__SUPPLIED TEXT__:

--------------------

The complaint alleged McMillin, who worked for Coleman Medical, consulted with Krock, who also worked for Coleman, had admitting privileges at the hospital and was on call. That discussion led to Blagden’s discharge, though “infection was still on Dr. Krock’s diagnosis.” Court records show the doctors agree the decision against admission was collaborative, but that Krock had authority.

On July 29, according to the complaint, Blagden again went to the Graham ER, this time with “hypercapnic respiratory failure, sepsis and an altered mental state,” according to court records. McMillin intubated Blagden and had him flown to Methodist Medical Center in Peoria. At Methodist, an MRI revealed a spinal epidural abscess; Blagden died Aug. 7.

The malpractice lawsuit alleged Krock had established a physician-patient relationship, that he failed to rule out an infectious process and to admit and monitor Blagden and that  the discharge was unsafe. The complaint was transferred to Fulton County, and in July 2021 Krock and Coleman moved for summary judgment, arguing there was no doctor-patient relationship establishing a legal duty of care.

Fulton County Judge Thomas Ewing granted that motion in March 2022, promoting Judy Blagden’s appeal to the Springfield-based Fourth District Illinois Appellate Court. Justice Eugene Doherty wrote the panel’s opinion, issued Jan. 26; Justices Craig DeArmond and Peter Cavanagh concurred.

“Illinois law is well settled that the special relationship giving rise to a duty of care may exist even in the absence of any meeting between the physician and the patient where the physician performs specific services for the benefit of the patient,” Doherty wrote. 

“Merely dispensing medical advice or offering a professional opinion in response to an inquiry from the patient’s treating physicians is not sufficient to create a duty.”

The panel said other litigation has addressed phone calls with on-call doctors, including multiple instances wherein an appeals panel overruled a circuit court finding no established relationship and duty of care. It also examined instances wherein a phone call was found to be no more than one doctor answering a colleague’s question, or where doctors reviewed test results after diagnosis and discharge, and were therefore not liable for alleged malpractice.

--------------------

__DATA SECTION__:
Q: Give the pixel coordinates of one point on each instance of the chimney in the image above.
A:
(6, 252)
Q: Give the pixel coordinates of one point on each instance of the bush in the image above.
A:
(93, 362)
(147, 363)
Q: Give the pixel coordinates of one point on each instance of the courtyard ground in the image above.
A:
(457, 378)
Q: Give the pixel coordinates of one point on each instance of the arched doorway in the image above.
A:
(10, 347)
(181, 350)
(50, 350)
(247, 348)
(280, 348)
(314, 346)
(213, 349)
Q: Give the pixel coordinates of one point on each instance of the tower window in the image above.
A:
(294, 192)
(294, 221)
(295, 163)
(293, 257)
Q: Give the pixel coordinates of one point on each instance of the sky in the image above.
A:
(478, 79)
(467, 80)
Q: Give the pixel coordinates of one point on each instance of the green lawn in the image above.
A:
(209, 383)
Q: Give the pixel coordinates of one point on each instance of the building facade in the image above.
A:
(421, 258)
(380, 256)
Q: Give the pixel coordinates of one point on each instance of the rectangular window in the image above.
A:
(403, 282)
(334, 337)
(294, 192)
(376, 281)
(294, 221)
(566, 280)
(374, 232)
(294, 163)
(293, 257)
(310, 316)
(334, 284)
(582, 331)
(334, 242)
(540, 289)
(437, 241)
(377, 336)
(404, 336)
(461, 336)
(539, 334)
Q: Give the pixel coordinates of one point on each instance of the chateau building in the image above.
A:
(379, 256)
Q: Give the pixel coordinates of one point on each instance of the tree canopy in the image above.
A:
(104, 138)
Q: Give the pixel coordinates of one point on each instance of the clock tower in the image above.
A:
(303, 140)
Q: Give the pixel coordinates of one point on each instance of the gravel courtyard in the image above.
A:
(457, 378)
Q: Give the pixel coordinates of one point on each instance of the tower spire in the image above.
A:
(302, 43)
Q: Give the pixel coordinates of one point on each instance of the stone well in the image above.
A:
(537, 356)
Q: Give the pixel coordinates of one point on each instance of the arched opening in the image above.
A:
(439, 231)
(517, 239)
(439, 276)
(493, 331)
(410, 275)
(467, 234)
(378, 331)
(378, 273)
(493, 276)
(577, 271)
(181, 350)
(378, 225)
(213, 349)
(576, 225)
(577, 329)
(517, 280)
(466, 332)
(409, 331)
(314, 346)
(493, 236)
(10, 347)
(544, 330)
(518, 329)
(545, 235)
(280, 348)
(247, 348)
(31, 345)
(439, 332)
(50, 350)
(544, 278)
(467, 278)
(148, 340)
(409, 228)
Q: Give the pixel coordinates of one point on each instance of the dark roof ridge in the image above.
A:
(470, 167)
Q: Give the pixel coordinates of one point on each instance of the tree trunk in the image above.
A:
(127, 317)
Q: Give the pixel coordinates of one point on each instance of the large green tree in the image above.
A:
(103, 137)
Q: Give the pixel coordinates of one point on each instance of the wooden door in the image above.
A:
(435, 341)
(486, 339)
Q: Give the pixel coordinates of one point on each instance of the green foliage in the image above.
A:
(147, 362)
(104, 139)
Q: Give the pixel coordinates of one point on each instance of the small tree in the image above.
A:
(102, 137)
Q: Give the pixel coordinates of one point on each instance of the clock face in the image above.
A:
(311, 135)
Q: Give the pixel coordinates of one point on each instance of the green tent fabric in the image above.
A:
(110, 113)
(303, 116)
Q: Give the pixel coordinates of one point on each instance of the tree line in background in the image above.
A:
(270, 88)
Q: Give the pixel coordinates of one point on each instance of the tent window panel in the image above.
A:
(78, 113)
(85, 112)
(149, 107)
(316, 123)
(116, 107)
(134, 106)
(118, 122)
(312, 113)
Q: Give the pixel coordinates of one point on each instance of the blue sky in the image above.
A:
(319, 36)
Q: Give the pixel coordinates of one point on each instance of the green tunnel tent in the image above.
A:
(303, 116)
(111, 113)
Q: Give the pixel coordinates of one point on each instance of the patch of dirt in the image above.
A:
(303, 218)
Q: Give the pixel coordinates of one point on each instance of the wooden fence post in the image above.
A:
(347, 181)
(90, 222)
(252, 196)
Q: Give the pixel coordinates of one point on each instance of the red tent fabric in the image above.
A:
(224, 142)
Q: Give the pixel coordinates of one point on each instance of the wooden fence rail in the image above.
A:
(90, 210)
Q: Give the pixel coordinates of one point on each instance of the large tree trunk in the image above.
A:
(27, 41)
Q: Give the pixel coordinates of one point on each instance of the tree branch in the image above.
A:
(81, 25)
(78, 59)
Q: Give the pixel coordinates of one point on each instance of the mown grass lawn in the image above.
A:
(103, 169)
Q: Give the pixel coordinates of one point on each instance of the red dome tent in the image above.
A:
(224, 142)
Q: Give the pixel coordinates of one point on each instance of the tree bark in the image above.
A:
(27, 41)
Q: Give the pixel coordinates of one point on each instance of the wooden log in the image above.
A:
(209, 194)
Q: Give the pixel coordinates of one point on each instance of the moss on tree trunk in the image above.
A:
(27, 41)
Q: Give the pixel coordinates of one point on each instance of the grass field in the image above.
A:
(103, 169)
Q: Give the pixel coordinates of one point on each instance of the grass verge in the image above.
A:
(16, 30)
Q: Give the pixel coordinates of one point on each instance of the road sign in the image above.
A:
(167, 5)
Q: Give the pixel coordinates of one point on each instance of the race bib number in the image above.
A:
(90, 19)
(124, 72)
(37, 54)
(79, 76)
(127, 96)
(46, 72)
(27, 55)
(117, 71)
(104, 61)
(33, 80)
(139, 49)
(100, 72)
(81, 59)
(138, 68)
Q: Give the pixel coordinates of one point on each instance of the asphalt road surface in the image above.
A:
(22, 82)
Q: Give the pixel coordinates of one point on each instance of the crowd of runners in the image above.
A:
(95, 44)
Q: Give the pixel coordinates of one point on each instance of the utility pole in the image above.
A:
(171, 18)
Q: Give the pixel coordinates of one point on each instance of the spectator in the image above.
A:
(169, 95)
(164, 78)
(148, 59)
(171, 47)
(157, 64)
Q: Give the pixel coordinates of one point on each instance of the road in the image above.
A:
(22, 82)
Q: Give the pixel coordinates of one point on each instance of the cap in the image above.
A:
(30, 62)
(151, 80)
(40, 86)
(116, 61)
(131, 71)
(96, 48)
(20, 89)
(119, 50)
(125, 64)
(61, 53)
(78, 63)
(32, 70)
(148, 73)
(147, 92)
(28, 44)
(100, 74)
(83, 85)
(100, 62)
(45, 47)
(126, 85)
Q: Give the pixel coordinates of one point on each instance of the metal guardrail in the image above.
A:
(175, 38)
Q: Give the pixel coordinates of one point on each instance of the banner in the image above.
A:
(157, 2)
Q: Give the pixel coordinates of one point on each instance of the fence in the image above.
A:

--------------------

__ACTIVITY__:
Reproduce the stretch of the Blagden malpractice text from "The complaint alleged" through "Krock had authority.", word for word.

__ANSWER FOR THE TASK__:
The complaint alleged McMillin, who worked for Coleman Medical, consulted with Krock, who also worked for Coleman, had admitting privileges at the hospital and was on call. That discussion led to Blagden’s discharge, though “infection was still on Dr. Krock’s diagnosis.” Court records show the doctors agree the decision against admission was collaborative, but that Krock had authority.